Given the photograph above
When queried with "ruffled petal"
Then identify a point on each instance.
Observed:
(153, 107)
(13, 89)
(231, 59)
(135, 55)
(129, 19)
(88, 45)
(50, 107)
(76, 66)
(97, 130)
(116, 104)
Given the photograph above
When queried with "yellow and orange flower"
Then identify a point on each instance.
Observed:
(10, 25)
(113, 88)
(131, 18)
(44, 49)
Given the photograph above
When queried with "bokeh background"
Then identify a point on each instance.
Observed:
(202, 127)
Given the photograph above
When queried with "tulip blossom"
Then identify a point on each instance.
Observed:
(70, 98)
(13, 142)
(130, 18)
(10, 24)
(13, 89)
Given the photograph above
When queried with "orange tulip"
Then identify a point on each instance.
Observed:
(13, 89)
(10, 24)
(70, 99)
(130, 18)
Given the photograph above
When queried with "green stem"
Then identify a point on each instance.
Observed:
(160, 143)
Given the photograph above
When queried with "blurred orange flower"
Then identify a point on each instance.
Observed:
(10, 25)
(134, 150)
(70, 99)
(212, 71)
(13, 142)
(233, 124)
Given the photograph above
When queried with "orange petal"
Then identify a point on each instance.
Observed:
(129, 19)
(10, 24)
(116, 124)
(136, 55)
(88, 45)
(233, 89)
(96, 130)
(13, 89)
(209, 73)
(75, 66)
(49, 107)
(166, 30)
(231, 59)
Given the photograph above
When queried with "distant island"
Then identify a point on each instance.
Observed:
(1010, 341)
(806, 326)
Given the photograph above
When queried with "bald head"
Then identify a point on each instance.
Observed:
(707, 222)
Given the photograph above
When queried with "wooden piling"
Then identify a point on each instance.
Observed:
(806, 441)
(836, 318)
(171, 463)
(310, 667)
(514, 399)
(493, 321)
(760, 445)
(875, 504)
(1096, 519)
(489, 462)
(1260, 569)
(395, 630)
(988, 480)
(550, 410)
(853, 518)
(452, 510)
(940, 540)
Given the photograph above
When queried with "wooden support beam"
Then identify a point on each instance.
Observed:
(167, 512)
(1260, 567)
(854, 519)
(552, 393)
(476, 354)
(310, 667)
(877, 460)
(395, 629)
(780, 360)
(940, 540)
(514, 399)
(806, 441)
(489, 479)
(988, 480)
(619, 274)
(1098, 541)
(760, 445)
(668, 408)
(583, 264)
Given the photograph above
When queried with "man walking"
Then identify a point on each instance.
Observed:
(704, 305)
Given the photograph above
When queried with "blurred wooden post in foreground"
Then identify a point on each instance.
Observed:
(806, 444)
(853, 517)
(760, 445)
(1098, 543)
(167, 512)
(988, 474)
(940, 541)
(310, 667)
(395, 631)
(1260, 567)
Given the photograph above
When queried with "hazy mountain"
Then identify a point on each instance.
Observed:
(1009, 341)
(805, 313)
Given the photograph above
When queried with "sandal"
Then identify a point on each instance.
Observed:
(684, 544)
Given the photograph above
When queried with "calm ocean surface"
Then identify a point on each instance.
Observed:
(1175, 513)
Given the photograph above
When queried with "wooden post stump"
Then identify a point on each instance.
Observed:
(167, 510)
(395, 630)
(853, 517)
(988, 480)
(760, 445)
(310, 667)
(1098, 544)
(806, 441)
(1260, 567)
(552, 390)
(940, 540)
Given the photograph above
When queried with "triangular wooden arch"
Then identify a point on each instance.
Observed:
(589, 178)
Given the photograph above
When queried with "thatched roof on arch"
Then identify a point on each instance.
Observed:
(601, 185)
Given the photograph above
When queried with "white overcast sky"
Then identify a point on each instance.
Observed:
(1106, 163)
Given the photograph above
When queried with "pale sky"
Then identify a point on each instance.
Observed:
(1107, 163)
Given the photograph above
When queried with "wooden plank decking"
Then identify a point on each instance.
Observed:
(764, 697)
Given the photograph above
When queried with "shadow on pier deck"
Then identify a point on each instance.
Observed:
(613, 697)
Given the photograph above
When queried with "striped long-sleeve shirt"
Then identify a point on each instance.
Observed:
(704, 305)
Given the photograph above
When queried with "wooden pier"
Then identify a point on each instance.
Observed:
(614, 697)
* * *
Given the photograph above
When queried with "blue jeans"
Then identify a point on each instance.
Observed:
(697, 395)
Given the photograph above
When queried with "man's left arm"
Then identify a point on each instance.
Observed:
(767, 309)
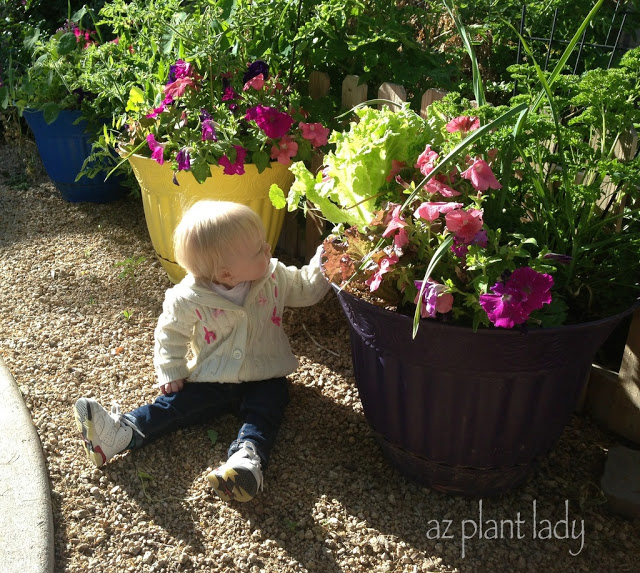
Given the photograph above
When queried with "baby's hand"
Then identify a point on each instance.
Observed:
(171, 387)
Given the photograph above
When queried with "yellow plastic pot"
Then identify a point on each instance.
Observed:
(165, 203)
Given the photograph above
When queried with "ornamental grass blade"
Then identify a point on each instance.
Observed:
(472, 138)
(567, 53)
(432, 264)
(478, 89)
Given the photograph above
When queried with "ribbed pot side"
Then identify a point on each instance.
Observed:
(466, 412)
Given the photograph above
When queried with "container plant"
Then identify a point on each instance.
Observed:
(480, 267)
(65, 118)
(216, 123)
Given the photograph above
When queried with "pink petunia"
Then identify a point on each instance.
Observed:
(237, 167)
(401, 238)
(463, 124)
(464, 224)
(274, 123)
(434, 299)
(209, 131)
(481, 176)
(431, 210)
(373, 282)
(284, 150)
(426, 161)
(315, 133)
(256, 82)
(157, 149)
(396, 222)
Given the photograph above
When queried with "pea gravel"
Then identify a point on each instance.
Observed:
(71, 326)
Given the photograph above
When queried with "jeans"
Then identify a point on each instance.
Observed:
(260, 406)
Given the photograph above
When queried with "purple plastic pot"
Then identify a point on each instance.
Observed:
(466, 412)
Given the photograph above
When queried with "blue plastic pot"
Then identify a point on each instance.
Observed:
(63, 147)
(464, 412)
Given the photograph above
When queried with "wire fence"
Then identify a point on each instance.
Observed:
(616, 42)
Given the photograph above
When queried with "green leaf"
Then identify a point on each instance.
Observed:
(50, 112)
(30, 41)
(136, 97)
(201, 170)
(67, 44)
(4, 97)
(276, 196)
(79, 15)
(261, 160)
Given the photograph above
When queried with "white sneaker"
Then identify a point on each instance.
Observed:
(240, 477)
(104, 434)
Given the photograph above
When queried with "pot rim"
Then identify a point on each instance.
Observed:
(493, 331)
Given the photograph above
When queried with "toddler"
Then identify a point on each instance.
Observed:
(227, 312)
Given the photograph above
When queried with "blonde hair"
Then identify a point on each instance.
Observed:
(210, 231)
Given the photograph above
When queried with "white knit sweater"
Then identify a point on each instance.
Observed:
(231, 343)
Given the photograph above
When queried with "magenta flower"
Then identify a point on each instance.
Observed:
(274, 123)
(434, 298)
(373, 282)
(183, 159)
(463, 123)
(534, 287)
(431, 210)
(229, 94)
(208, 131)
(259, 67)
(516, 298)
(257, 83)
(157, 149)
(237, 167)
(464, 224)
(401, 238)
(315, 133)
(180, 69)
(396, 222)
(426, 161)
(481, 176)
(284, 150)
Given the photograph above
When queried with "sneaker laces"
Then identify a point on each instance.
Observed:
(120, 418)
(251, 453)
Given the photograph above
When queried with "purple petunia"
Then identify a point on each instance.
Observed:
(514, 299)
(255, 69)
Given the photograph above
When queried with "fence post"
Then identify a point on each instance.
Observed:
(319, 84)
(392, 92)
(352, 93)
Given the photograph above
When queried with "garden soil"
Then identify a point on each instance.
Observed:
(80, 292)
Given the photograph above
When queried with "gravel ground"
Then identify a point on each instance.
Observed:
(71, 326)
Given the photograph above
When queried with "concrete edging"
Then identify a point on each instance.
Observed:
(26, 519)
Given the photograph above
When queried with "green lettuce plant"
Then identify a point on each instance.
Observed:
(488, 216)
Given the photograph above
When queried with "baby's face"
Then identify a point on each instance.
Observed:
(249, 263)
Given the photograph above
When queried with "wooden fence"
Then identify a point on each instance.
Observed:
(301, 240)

• **WHAT TO DO**
Show the lines of the listing above with "blurred".

• **ANSWER BOX**
When queried with "blurred orange flower"
When queried with "blurred wooden post in foreground"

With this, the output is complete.